Tarefas escritas:
a. Responda a estas perguntas com base no texto sobre o Laos:
(i) Em que altura o país se abriu ao investimento estrangeiro e ao comércio com o mundo capitalista?
(ii) Que regime se aplica à terra desde que o Partido Popular Revolucionário do Laos assumiu o poder estatal?
(iii) O que torna a desvantagem de não ter litoral especialmente visível no caso do Laos?
b. Devolva, do texto sobre o Laos, tudo o que vai de "No entanto, o" até "como queiram chamar.".
━━━━━ Excerto selecionado ━━━━━
No final da década de 1980, o país abriu-se ao investimento estrangeiro e ao comércio com o mundo capitalista. Desde então, o PIB nacional cresceu entre 4 e 8% . O investimento privado estrangeiro e a promoção do desenvolvimento do capitalismo nacional estão sujeitos ao consentimento da ligação entre o Partido-Estado. Tendo a Tailândia, a China e o Laos como os seus principais parceiros comerciais.
Como todo processo socialista, o laosiano enfrenta grandes contradições na relação entre o Partido e a economia. O setor financeiro, embora reserve um papel importante a diversas instituições estatais, permite a presença de importantes grupos privados estrangeiros. Uma grande percentagem da população ativa dedica-se a tarefas agrícolas, o que confere à questão fundiária uma importância ainda maior do que em outros países socialistas.
Desde que o Partido Popular Revolucionário do Laos assumiu o poder estatal, o terreno é propriedade pública, sem possibilidade de venda, apenas arrendamento com o consentimento do Estado, claro.
O país também possui as Zonas Económicas Especiais (ZEE), como as chinesas, que facilitam a entrada de investimento estrangeiro à custa de benefícios fiscais, embora assegurem, quando designadas pelo Estado, um controle considerável dos recursos económicos.
Historicamente, estar sem litoral tem sido considerado uma posição desvantajosa. Os países sem litoral estão privados de recursos marítimos, como a pesca, e, mais importante, não têm acesso ao comércio marítimo, que representa uma grande percentagem do comércio internacional. Assim, as regiões costeiras tendem a ser mais ricas e mais populosas do que as áreas do interior. No caso do Laos, esta desvantagem é surpreendentemente aparente, uma vez que o Laos é o único país sem litoral em todo o Sudeste Asiático.
No entanto, o governo do Laos está determinado a transformar esta limitação tradicional, promovendo a percepção de que o Laos é uma ponte terrestre, proporcionando as rotas de transporte terrestre mais diretas entre os seus vizinhos costeiros.
Em resumo, o Laos combina várias características que o tornam especial: em primeiro lugar, é um país geográfica e demograficamente pequeno no meio de uma das regiões mais densamente povoadas do planeta e com vizinhos da estatura da China, Tailândia e do Vietnã. Em segundo lugar, é um dos exemplos internacionais desses “socialismos de mercado”, “economias de mercado orientadas para o socialismo”, ou como queiram chamar.
Vietna
No Sudeste Asiático existe uma das amizades mais profundas entre dois Estados soberanos em todo o mundo: entre o Laos e o Vietnã. Ambos os países sob governos comunistas fundados por quadros do antigo Partido Comunista da Indochina, liderado pelo vietnamita Ho Chi Minh.
━━━━━ Conteúdo do conjunto ━━━━━
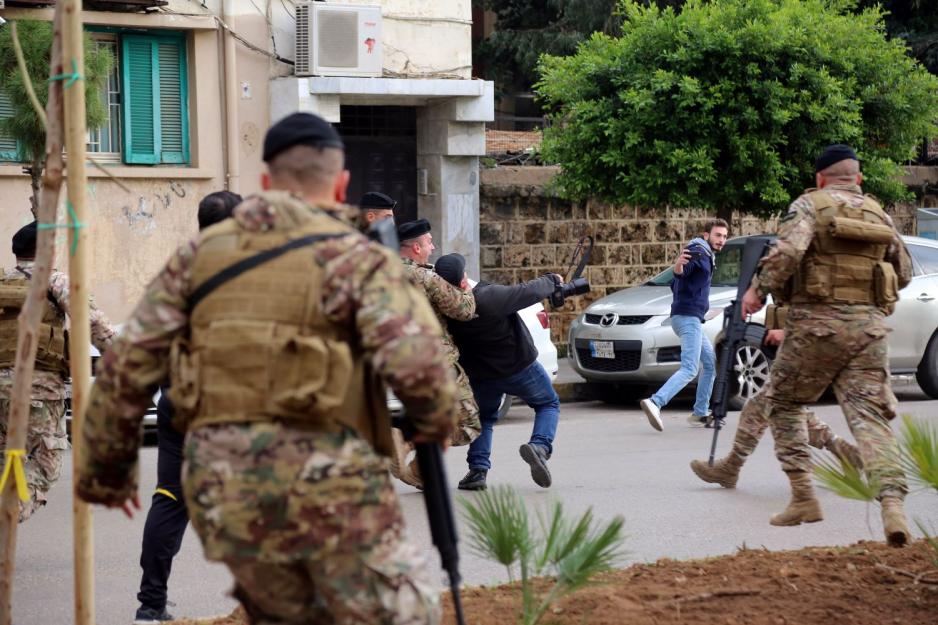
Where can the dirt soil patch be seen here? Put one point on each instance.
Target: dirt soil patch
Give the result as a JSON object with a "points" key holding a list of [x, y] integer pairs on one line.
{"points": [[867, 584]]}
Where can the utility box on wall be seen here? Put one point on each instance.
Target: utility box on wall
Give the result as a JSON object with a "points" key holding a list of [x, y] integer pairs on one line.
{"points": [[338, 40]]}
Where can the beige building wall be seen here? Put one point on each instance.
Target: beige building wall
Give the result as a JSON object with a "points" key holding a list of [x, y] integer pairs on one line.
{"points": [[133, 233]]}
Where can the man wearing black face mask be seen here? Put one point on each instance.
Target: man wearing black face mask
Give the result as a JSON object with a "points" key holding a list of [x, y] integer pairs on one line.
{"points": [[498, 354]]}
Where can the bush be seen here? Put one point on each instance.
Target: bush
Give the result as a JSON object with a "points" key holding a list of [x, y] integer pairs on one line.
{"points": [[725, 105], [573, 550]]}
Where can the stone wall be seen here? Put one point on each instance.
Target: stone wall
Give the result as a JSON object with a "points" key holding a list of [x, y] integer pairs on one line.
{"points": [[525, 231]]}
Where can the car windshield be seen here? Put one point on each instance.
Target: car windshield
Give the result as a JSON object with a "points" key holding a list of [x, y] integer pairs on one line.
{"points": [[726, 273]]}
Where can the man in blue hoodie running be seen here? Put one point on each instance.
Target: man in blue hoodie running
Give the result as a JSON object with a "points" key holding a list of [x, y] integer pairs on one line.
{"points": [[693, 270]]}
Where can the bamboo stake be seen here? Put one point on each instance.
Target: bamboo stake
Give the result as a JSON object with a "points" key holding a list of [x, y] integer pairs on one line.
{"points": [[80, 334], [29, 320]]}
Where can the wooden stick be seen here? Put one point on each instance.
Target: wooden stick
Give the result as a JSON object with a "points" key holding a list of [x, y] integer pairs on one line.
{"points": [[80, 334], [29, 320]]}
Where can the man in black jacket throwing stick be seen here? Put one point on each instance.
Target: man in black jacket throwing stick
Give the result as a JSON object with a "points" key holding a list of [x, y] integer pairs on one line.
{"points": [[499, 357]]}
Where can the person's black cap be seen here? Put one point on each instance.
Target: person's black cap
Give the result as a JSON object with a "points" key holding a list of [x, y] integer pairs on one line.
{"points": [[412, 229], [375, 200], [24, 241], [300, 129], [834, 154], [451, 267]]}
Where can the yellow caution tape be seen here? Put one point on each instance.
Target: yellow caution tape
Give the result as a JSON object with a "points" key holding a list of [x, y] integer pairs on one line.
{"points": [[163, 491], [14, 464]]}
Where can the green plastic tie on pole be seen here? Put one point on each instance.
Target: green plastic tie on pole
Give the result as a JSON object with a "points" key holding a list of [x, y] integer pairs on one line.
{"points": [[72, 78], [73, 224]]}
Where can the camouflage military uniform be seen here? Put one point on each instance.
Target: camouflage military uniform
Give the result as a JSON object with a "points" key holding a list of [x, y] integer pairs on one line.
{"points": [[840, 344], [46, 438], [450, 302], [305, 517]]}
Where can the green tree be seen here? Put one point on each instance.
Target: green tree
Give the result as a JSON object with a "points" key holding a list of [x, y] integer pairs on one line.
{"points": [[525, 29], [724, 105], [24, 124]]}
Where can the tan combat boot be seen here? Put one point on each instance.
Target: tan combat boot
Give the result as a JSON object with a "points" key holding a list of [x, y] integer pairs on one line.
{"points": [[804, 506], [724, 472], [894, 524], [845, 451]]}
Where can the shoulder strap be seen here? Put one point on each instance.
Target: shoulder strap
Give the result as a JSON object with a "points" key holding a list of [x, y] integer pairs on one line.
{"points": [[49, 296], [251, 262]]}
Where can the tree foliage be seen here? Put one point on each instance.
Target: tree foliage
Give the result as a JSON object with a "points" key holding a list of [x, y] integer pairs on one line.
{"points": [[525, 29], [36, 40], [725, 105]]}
━━━━━
Respostas por ordem:
a.
(i) No final da década de 1980.
(ii) A terra é propriedade pública e não pode ser vendida. Só pode ser arrendada com o consentimento do Estado.
(iii) O Laos é o único país sem litoral em todo o Sudeste Asiático.

b.
No entanto, o governo do Laos está determinado a transformar esta limitação tradicional, promovendo a percepção de que o Laos é uma ponte terrestre, proporcionando as rotas de transporte terrestre mais diretas entre os seus vizinhos costeiros.
Em resumo, o Laos combina várias características que o tornam especial: em primeiro lugar, é um país geográfica e demograficamente pequeno no meio de uma das regiões mais densamente povoadas do planeta e com vizinhos da estatura da China, Tailândia e do Vietnã. Em segundo lugar, é um dos exemplos internacionais desses “socialismos de mercado”, “economias de mercado orientadas para o socialismo”, ou como queiram chamar.